READING PASSAGE ->
How they work together
Charging the EV directly from the battery
A typical home battery holds 5–13 kWh. An EV battery holds 60–100 kWh. A fully charged home battery adds roughly 15–45 miles of range — useful as a top-up, nowhere near a full charge.
The indirect, and more practical, approach
Use the battery to run the house through peak hours (4–7 pm) while the EV charges directly from the grid on the off-peak window. House and car both run on the cheapest available electricity, and the battery isn't wasting cycles on the one load the grid is already cheapest for.
The GivEnergy ecosystem
GivEnergy offers the most integrated setup. Their EV charger talks directly to GivEnergy batteries through a single app — charge from stored solar, prioritise battery or EV, monitor the whole system in one dashboard. No other manufacturer offers this depth of charger-battery integration.
Solar + battery + EV
This is where the numbers start working. A 4 kW solar array plus a 10 kWh battery plus a 7 kW EV charger can save £1,000–1,200/year against a standard setup. The battery captures solar that would otherwise export at 4–15p/kWh and discharges it at the 24.5p retail rate.
See the solar panels for EV charging guide for the full model.
Without solar: tariff arbitrage alone
Without solar, the battery has to earn its keep on the gap between off-peak and peak rates:
- Charge at 7p/kWh overnight
- Discharge at 24.5p/kWh during peak
- Save 17.5p per kWh shifted
A 10 kWh battery cycling daily produces roughly £640/year in savings. Against a battery cost of £5,000–8,000, payback lands at 8–12 years. Switching to Octopus Intelligent Go saves around £500/year with zero upfront cost — most of the battery's benefit without the capital outlay.

THINGS TO DO ->
**1)** In the home battery and EV article, how much range does a fully charged home battery add to an EV?
**2)** Transcribe the home battery and EV article word for word, starting at "How they work" and ending at "of charger-battery integration.".

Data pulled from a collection
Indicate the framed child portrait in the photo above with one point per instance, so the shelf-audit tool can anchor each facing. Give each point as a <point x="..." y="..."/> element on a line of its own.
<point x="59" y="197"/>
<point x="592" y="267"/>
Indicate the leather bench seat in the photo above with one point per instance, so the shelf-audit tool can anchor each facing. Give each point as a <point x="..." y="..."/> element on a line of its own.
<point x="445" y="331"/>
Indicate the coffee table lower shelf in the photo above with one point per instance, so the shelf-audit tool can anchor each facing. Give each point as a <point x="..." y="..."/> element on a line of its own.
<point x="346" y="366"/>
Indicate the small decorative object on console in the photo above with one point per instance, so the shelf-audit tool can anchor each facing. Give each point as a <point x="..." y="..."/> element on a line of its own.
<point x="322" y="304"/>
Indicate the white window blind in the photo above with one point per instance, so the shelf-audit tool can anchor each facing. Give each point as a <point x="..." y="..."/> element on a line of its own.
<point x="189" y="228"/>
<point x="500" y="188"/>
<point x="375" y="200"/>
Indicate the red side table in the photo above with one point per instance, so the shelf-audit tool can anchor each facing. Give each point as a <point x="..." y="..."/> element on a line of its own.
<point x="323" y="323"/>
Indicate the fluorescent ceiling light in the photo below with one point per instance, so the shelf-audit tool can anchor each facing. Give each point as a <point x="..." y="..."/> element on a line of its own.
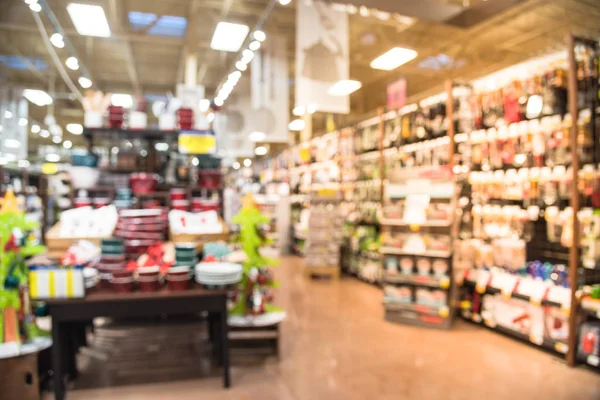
<point x="161" y="146"/>
<point x="344" y="88"/>
<point x="85" y="82"/>
<point x="52" y="157"/>
<point x="261" y="150"/>
<point x="297" y="125"/>
<point x="299" y="111"/>
<point x="229" y="37"/>
<point x="257" y="136"/>
<point x="121" y="100"/>
<point x="241" y="66"/>
<point x="37" y="97"/>
<point x="259" y="35"/>
<point x="12" y="143"/>
<point x="254" y="45"/>
<point x="57" y="40"/>
<point x="89" y="20"/>
<point x="72" y="63"/>
<point x="393" y="59"/>
<point x="204" y="105"/>
<point x="75" y="129"/>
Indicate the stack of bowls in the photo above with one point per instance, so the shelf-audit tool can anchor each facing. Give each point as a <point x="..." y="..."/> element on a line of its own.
<point x="148" y="278"/>
<point x="123" y="198"/>
<point x="185" y="254"/>
<point x="178" y="278"/>
<point x="112" y="259"/>
<point x="218" y="275"/>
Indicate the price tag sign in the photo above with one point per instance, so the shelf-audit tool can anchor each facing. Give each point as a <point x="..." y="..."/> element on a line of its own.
<point x="482" y="281"/>
<point x="197" y="142"/>
<point x="593" y="360"/>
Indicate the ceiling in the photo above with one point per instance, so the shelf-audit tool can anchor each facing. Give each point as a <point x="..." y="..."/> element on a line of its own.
<point x="134" y="60"/>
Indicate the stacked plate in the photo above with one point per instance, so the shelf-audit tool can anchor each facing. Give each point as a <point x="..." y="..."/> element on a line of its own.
<point x="218" y="274"/>
<point x="90" y="277"/>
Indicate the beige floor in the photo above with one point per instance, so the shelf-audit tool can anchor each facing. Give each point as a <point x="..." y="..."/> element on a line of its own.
<point x="337" y="346"/>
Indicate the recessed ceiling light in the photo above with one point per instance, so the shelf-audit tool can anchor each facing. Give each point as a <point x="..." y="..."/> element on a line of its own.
<point x="259" y="35"/>
<point x="296" y="125"/>
<point x="299" y="111"/>
<point x="85" y="82"/>
<point x="229" y="37"/>
<point x="261" y="150"/>
<point x="57" y="40"/>
<point x="344" y="88"/>
<point x="257" y="136"/>
<point x="52" y="157"/>
<point x="254" y="45"/>
<point x="37" y="97"/>
<point x="204" y="105"/>
<point x="72" y="63"/>
<point x="121" y="100"/>
<point x="89" y="20"/>
<point x="241" y="66"/>
<point x="393" y="59"/>
<point x="75" y="129"/>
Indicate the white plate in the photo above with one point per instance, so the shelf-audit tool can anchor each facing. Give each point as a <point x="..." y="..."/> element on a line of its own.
<point x="218" y="268"/>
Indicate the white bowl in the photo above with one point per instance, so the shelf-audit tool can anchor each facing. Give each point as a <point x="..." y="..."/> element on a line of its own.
<point x="84" y="177"/>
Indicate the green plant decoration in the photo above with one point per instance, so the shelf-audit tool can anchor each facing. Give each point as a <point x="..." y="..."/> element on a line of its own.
<point x="14" y="249"/>
<point x="254" y="296"/>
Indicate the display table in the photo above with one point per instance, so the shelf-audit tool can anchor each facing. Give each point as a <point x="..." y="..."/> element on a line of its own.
<point x="66" y="313"/>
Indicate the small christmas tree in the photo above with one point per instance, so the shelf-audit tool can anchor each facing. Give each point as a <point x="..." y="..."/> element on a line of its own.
<point x="15" y="313"/>
<point x="255" y="294"/>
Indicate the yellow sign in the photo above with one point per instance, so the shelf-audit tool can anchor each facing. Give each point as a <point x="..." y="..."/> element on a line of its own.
<point x="197" y="142"/>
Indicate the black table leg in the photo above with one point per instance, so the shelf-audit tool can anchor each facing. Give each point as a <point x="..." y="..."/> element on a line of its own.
<point x="224" y="332"/>
<point x="57" y="354"/>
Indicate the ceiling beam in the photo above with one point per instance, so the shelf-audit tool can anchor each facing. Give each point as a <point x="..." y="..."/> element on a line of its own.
<point x="117" y="17"/>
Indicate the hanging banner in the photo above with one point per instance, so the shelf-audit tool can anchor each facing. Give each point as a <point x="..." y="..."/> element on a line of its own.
<point x="270" y="90"/>
<point x="396" y="93"/>
<point x="322" y="49"/>
<point x="234" y="124"/>
<point x="197" y="142"/>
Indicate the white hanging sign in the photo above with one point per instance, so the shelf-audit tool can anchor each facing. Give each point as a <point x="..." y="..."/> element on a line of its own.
<point x="270" y="91"/>
<point x="322" y="56"/>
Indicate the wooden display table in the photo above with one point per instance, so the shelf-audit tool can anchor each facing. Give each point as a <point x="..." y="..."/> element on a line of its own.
<point x="67" y="313"/>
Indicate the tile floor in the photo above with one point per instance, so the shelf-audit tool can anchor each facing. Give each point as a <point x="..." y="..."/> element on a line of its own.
<point x="336" y="345"/>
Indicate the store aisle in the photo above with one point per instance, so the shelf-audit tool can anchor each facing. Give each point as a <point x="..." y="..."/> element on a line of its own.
<point x="335" y="345"/>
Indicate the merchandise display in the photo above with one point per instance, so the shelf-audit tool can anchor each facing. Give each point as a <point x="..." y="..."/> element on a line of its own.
<point x="174" y="205"/>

ANSWERS TO THE EXERCISE ->
**1)** Roughly 15–45 miles of range.

**2)**
How they work together
Charging the EV directly from the battery
A typical home battery holds 5–13 kWh. An EV battery holds 60–100 kWh. A fully charged home battery adds roughly 15–45 miles of range — useful as a top-up, nowhere near a full charge.
The indirect, and more practical, approach
Use the battery to run the house through peak hours (4–7 pm) while the EV charges directly from the grid on the off-peak window. House and car both run on the cheapest available electricity, and the battery isn't wasting cycles on the one load the grid is already cheapest for.
The GivEnergy ecosystem
GivEnergy offers the most integrated setup. Their EV charger talks directly to GivEnergy batteries through a single app — charge from stored solar, prioritise battery or EV, monitor the whole system in one dashboard. No other manufacturer offers this depth of charger-battery integration.